ENTRIES PROVIDED:
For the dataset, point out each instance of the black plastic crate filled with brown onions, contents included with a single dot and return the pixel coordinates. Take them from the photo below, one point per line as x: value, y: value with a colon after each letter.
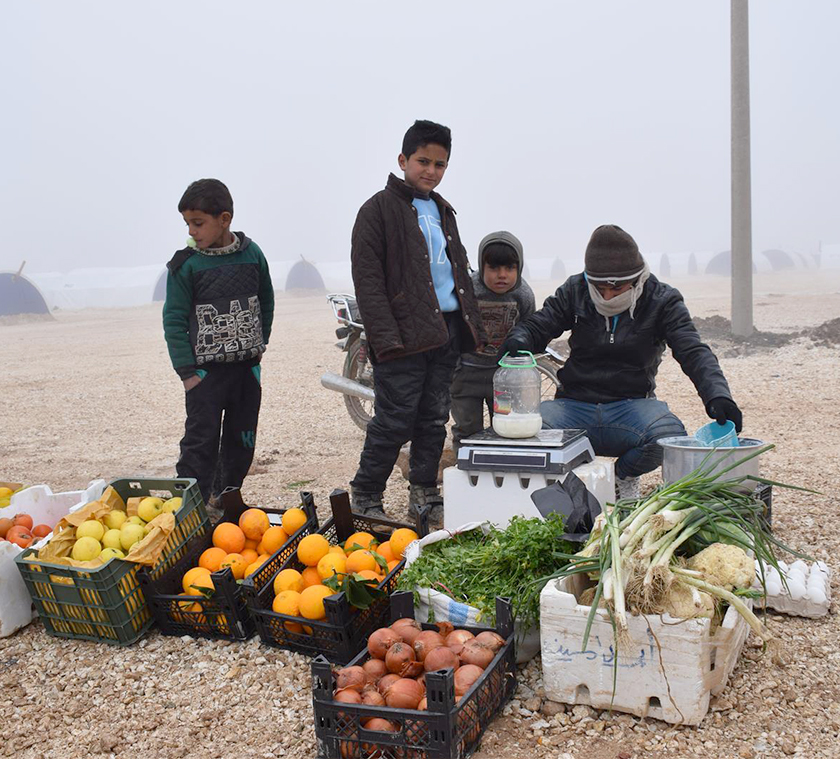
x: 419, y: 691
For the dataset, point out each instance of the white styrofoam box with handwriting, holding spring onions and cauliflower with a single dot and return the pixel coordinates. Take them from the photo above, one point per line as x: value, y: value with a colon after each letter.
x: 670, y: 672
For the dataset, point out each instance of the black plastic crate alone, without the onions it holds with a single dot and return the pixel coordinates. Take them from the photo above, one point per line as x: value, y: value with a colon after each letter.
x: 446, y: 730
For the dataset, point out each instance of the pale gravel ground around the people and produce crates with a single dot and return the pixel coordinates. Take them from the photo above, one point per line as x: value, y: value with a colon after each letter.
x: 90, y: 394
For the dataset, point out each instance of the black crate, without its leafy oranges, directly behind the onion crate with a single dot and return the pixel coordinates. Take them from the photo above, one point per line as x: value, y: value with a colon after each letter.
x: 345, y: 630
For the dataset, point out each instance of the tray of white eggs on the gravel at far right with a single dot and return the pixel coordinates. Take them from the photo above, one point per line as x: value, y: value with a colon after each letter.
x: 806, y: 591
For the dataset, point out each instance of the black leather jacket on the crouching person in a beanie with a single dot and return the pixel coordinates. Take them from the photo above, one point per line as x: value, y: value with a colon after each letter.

...

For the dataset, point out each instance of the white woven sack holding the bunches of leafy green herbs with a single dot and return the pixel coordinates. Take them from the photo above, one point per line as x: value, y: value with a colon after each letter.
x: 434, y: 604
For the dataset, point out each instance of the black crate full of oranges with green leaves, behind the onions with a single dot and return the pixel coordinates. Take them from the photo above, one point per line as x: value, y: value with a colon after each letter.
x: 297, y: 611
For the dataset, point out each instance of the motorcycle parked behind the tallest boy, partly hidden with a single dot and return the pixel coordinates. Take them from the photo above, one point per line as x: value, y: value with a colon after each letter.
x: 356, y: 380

TASK DESCRIPTION: All lines in the listing above from the line containing "black crate, without" to the line containing "For the dataset, point out each instance of the black leather", inclusive, should be retyped exactly; no other lines should appear.

OUTPUT BELOW:
For the dataset, point out each instance of the black crate, without its leafy oranges, directly behind the onion crate with a single dot and return the pixel coordinates. Take them from the photo above, one point per line as x: value, y: value with a colon after each letter.
x: 345, y: 630
For the dataset, point out each instance of the tray of white eggs on the gravel at far right with a single dot and return the pixel coordinates. Take them from the photo above, one point per line as x: value, y: value with a colon after each letter.
x: 806, y: 591
For the dataset, point out each instance of the black leather jacket on the crouching person in a beanie with a single dot and return the pixel coordinates. Take them from the photo above, one point per line as x: value, y: value with a colon after each letter.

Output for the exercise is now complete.